[Region pointing data]
*-*-*

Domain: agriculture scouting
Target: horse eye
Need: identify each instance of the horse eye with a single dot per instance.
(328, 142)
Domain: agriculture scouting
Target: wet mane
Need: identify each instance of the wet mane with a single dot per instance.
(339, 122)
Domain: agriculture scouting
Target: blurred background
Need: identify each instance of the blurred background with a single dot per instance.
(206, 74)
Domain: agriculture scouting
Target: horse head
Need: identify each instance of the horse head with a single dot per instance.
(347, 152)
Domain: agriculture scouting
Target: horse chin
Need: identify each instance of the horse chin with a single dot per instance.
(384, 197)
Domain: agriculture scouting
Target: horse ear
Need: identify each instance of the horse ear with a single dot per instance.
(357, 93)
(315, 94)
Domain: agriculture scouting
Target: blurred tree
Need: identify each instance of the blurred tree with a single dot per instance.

*-*-*

### Task directions
Word for word, write out the entries above again.

### Written answer
Domain: agriculture scouting
Target: horse eye
Need: identify each instance of the horse eye with a single dot per instance.
(328, 142)
Domain: agriculture scouting
Target: wet mane
Need: identify each instance of the wet mane with a single dot per instance.
(339, 122)
Domain: agriculture scouting
Target: blurred background
Need: identify each instance of the blurred background with a single dot per instance.
(206, 74)
Domain: agriculture scouting
Target: horse head
Need: identify each instance of the horse head with a single dot per instance.
(347, 152)
Domain: agriculture scouting
Target: horse chin
Need: identify each instance of the horse chin with a single dot per instance.
(384, 197)
Domain: agriculture scouting
Target: horse ear
Need: identify each instance of the horse ear with a single dot per instance.
(357, 93)
(315, 94)
Domain: agriculture scouting
Target: blurred tree
Need: identify each instance of the blurred tree with a single dot per instance.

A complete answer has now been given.